Coordinate annotation entries
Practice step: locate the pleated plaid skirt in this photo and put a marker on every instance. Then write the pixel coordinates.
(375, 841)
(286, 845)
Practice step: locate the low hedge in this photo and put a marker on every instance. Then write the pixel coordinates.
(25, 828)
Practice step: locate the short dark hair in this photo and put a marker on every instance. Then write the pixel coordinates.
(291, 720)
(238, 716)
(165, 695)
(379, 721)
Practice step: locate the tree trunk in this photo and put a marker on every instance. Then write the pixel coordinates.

GIVEN EXERCISE>
Extract every one of the lines above and reproduce them verbatim, with no alterations.

RESULT OF THIS TASK>
Practice step: locate the pleated plaid skirt in this photo and put a marker on every instance. Then write the pixel coordinates.
(375, 841)
(286, 845)
Practice step: locate the low hedge in this photo and put a marker on every instance. Then write the pixel coordinates.
(25, 828)
Practice step: locate the short dark hair in this photo and put a marker on every instance. Then write the pixel coordinates.
(291, 720)
(238, 716)
(165, 695)
(379, 721)
Practice step: locate the tree trunk in this photo and put a marker on every instance. Then write the pixel coordinates.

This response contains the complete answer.